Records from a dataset
>> Begin

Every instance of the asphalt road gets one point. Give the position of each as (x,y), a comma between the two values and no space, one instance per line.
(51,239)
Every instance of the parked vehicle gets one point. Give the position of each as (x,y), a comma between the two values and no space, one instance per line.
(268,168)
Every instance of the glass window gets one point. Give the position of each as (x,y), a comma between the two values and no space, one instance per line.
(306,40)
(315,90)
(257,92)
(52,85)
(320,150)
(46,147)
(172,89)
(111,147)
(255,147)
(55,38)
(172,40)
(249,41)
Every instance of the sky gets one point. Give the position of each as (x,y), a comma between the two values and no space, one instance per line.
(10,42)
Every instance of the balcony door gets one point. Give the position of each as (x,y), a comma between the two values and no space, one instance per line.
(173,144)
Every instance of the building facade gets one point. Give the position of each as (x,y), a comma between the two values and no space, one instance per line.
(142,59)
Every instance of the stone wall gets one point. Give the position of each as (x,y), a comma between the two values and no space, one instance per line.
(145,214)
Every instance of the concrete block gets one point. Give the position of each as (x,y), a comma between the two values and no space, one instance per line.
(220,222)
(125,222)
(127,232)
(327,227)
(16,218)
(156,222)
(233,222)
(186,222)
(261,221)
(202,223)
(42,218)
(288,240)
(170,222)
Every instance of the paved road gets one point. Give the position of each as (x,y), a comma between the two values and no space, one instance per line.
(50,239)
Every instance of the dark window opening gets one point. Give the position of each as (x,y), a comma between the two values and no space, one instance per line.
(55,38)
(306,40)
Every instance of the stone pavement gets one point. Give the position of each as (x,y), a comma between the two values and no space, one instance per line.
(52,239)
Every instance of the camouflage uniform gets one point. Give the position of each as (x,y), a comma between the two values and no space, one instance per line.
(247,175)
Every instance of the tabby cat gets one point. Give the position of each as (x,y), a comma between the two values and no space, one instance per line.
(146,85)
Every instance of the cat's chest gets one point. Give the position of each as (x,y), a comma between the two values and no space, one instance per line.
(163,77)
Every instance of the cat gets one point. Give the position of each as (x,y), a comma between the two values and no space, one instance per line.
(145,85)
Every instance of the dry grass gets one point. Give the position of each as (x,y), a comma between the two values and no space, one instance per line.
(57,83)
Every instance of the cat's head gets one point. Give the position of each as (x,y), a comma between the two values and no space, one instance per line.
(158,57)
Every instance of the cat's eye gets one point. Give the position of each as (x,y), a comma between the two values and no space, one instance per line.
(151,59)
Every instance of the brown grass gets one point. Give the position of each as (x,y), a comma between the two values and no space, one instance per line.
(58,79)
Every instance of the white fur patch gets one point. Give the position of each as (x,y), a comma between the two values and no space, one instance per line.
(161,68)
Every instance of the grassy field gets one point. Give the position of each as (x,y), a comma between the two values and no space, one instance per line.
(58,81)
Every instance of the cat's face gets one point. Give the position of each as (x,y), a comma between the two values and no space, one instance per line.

>> End

**EXERCISE DETAILS:** Could you lay out the listing above as a numbered list, with any blank lines left out?

**THE SOLUTION:**
1. Every instance of the asphalt road gets one point. Give the position of each as (x,y), a comma between the two values and no space, one instance per line.
2. (51,239)
3. Every instance of the parked vehicle gets one point. Give the position of each as (x,y), a comma between the two values and no space, one instance per line.
4. (268,168)
5. Every instance of the glass window gets one point. Give the position of each as (x,y), a comma between the two values and no space, one instance per line.
6. (306,40)
7. (315,90)
8. (257,92)
9. (52,85)
10. (320,150)
11. (46,147)
12. (172,89)
13. (111,147)
14. (255,147)
15. (55,38)
16. (172,40)
17. (249,41)
18. Every instance of the sky gets one point. Give the position of each as (x,y), a comma between the two values and no space, one instance per line.
19. (10,42)
20. Every instance of the balcony door gets one point. Give the position of each as (x,y), a comma between the two values and no space, one instance per line.
21. (173,144)
22. Every instance of the building facade gets one point. Give the position of each as (x,y), a comma between the two values and no space, one instance per line.
23. (142,59)
24. Every instance of the stone wall gets one point. Give the position of each as (x,y), a comma between the two values and no space, one instance per line.
25. (145,214)
26. Every instance of the concrete block gets one point. Give the position of each as (x,y), a comma between the two values and no space, one instance per line.
27. (220,222)
28. (125,222)
29. (127,232)
30. (327,227)
31. (16,218)
32. (156,222)
33. (233,222)
34. (186,222)
35. (261,221)
36. (202,223)
37. (42,218)
38. (288,240)
39. (170,222)
40. Every instance of the paved road gets one point. Give the position of each as (x,y), a comma between the two values and no space, one instance per line.
41. (50,239)
42. Every instance of the dark window opening gets one point. Give the position of each as (x,y), a comma between the two values and no space, one instance per line.
43. (55,38)
44. (306,40)
45. Every instance of the stone pavement gets one point. Give the position of each as (x,y), a comma between the two values and no space, one instance per line.
46. (52,239)
47. Every instance of the camouflage uniform gets one point. Give the position of each as (x,y), a comma between the two values and no space, one instance per line.
48. (247,175)
49. Every instance of the tabby cat gets one point. Give the position of each as (x,y), a comma between the two values and no space, one instance per line.
50. (146,85)
51. Every instance of the cat's chest gets one point. Give the position of each as (x,y), a comma between the two values and no space, one instance per line.
52. (163,77)
53. Every instance of the cat gets one point. Give the position of each as (x,y), a comma between the two values and no space, one instance per line.
54. (145,85)
55. Every instance of the dry grass gets one point. Give the position of each as (x,y), a comma between the two values and no space, one instance per line.
56. (57,83)
57. Every instance of the cat's head gets one point. Give the position of each as (x,y), a comma between the two values and no space, one instance per line.
58. (158,57)
59. Every instance of the cat's eye gets one point. Give the position of each as (x,y), a comma between the two values and no space, one instance per line.
60. (151,59)
61. Every instance of the brown grass gets one point. Give the position of each as (x,y), a comma between the two values and no space, one instance per line.
62. (58,79)
63. Every instance of the white fur patch gets one point. Give the position of each as (x,y), a comma between the two values and no space, one instance per line.
64. (161,68)
65. Every instance of the grassy field gets one point. Give the position of each as (x,y), a comma between the two values and no space, one instance per line.
66. (58,81)
67. Every instance of the cat's face gets one point. Give the position of each as (x,y), a comma between the two values and no space, one instance per line.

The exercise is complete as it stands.